**Task**.
Filter the material below down to the lines containing the word "frond".

**Exercise materials**.
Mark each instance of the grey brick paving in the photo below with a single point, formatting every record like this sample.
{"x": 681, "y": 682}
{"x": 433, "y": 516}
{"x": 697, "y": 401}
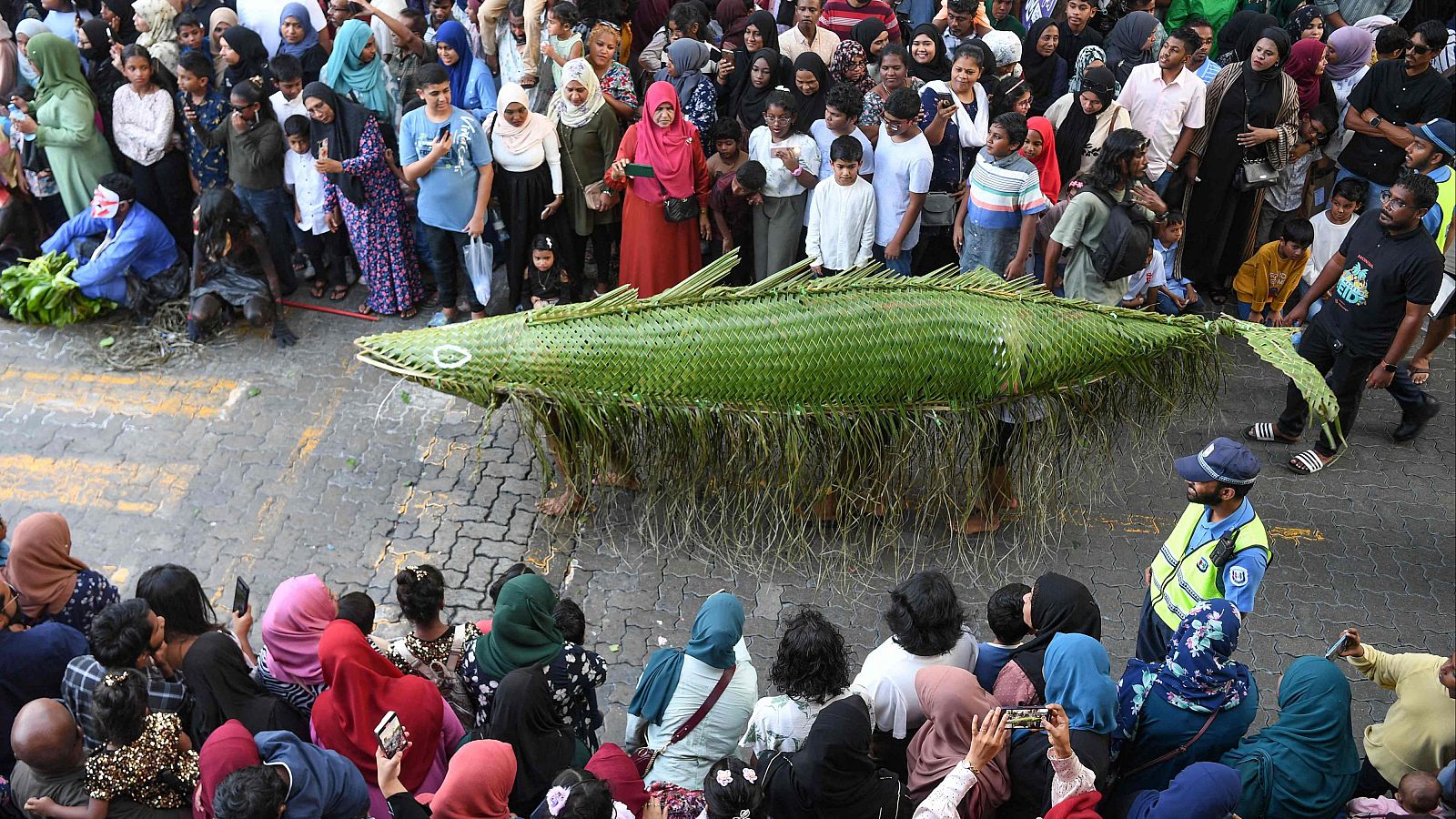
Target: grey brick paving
{"x": 269, "y": 464}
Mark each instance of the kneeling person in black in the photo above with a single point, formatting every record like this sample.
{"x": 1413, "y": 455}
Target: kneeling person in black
{"x": 232, "y": 268}
{"x": 1383, "y": 278}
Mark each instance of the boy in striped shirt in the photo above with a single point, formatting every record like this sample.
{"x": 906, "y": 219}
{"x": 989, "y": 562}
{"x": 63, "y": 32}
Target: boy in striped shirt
{"x": 997, "y": 219}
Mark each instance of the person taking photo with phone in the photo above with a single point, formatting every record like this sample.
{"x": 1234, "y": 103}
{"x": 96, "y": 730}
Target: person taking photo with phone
{"x": 1218, "y": 550}
{"x": 1419, "y": 732}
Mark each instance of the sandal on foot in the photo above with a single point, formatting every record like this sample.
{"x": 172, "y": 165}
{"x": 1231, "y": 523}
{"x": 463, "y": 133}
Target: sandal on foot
{"x": 1308, "y": 462}
{"x": 1267, "y": 433}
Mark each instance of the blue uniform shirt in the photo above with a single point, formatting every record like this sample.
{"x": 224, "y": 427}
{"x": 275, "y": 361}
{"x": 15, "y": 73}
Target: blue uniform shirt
{"x": 1244, "y": 573}
{"x": 142, "y": 247}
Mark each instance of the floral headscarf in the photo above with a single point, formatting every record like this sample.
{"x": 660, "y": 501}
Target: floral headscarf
{"x": 846, "y": 57}
{"x": 1198, "y": 675}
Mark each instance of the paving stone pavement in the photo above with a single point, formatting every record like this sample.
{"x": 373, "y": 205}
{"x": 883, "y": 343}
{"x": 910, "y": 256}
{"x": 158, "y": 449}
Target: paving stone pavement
{"x": 273, "y": 462}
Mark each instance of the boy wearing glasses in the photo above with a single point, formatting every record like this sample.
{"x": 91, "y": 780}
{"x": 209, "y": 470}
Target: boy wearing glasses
{"x": 1392, "y": 95}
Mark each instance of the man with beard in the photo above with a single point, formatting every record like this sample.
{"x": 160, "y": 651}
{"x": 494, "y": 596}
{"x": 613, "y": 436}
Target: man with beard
{"x": 1219, "y": 547}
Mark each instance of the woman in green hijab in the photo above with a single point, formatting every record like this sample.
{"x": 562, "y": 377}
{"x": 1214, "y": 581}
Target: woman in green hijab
{"x": 1305, "y": 763}
{"x": 523, "y": 634}
{"x": 63, "y": 120}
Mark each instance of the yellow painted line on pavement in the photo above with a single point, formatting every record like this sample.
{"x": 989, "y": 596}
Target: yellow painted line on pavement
{"x": 114, "y": 394}
{"x": 138, "y": 489}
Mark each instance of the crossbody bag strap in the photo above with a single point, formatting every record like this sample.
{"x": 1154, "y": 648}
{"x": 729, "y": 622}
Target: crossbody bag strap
{"x": 703, "y": 710}
{"x": 1178, "y": 751}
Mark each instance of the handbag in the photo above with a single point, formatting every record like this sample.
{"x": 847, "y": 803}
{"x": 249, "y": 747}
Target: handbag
{"x": 1254, "y": 174}
{"x": 645, "y": 756}
{"x": 677, "y": 208}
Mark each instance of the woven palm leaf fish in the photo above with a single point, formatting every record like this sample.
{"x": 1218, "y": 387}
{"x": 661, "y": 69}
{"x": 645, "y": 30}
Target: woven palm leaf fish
{"x": 863, "y": 382}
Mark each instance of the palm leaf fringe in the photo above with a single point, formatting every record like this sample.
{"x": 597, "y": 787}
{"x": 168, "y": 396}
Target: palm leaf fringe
{"x": 740, "y": 407}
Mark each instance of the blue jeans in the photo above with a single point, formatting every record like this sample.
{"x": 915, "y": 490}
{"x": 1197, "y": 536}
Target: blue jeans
{"x": 274, "y": 212}
{"x": 1373, "y": 198}
{"x": 900, "y": 264}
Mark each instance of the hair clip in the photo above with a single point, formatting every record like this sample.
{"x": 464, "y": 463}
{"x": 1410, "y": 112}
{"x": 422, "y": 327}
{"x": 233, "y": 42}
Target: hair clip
{"x": 557, "y": 799}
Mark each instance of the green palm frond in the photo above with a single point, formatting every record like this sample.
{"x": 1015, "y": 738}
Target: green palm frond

**Output of the task**.
Mark each instance of the green palm frond in the photo above with a single point, formatting every record like this sample.
Target: green palm frond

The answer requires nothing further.